Consigne
Présente toutes les lignes des enregistrements ci-dessous sous forme de liste numérotée, sans les lignes vides. N'inclus pas les images dans ta réponse.

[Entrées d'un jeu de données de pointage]
-------

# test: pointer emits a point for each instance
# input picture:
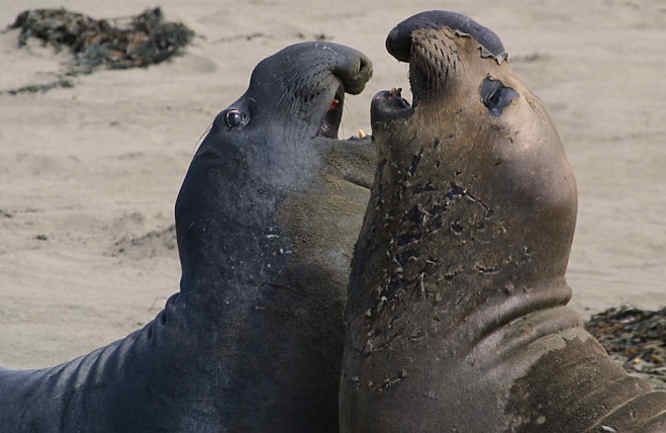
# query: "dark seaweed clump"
(119, 43)
(638, 336)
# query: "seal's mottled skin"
(457, 318)
(266, 219)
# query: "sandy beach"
(89, 175)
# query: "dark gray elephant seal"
(456, 314)
(266, 219)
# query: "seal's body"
(266, 219)
(456, 314)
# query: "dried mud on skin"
(116, 43)
(635, 337)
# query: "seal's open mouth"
(330, 123)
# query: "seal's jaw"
(331, 119)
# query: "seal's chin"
(330, 122)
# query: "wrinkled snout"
(399, 40)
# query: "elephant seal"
(266, 219)
(456, 314)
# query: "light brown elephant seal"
(456, 315)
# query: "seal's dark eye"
(496, 96)
(234, 118)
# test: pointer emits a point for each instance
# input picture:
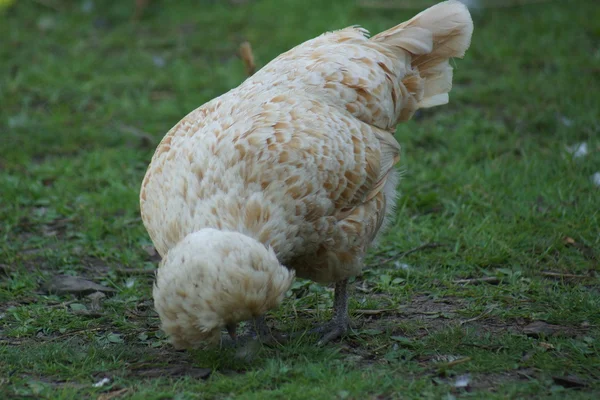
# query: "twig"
(456, 362)
(135, 271)
(483, 314)
(566, 276)
(492, 280)
(76, 332)
(48, 4)
(405, 5)
(432, 245)
(361, 312)
(63, 304)
(247, 57)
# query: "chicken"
(290, 174)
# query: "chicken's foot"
(340, 322)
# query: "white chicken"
(290, 174)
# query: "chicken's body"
(299, 158)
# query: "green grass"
(486, 177)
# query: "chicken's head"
(213, 280)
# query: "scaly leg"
(340, 322)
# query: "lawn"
(486, 285)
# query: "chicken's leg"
(340, 321)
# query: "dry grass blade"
(492, 280)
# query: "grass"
(86, 95)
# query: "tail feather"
(432, 37)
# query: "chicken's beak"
(231, 328)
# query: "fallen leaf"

-------

Réponse
1. # test: pointer emits a point for each instance
2. # input picture:
3. # query: "dark seaweed clump"
4. (119, 43)
5. (638, 336)
6. # query: "seal's mottled skin"
7. (457, 318)
8. (266, 219)
9. # query: "sandy beach"
10. (89, 175)
11. # query: "dark gray elephant seal"
12. (456, 314)
13. (266, 219)
14. # query: "seal's body"
15. (266, 219)
16. (456, 314)
17. # query: "dried mud on skin"
18. (116, 43)
19. (635, 337)
20. # query: "seal's open mouth"
21. (330, 123)
22. # query: "seal's jaw"
23. (331, 119)
24. # query: "seal's chin"
25. (330, 122)
26. # query: "wrinkled snout"
27. (399, 40)
28. # query: "elephant seal"
29. (266, 219)
30. (456, 314)
31. # query: "light brown elephant seal"
32. (456, 315)
33. # query: "seal's dark eye"
34. (496, 96)
35. (234, 118)
36. # test: pointer emits a point for each instance
37. # input picture:
38. # query: "twig"
39. (456, 362)
40. (135, 271)
41. (483, 314)
42. (566, 276)
43. (492, 280)
44. (76, 332)
45. (48, 4)
46. (405, 5)
47. (432, 245)
48. (361, 312)
49. (63, 304)
50. (247, 57)
51. # query: "chicken"
52. (290, 174)
53. # query: "chicken's foot"
54. (340, 322)
55. # query: "white chicken"
56. (290, 174)
57. # query: "chicken's body"
58. (299, 158)
59. # query: "green grass"
60. (486, 177)
61. # query: "chicken's head"
62. (213, 280)
63. # query: "scaly leg"
64. (340, 322)
65. # query: "lawn"
66. (486, 285)
67. # query: "chicken's leg"
68. (340, 321)
69. # query: "dry grass blade"
70. (492, 280)
71. # query: "grass"
72. (86, 95)
73. # query: "tail feather"
74. (432, 37)
75. # query: "chicken's beak"
76. (231, 328)
77. # query: "fallen leaf"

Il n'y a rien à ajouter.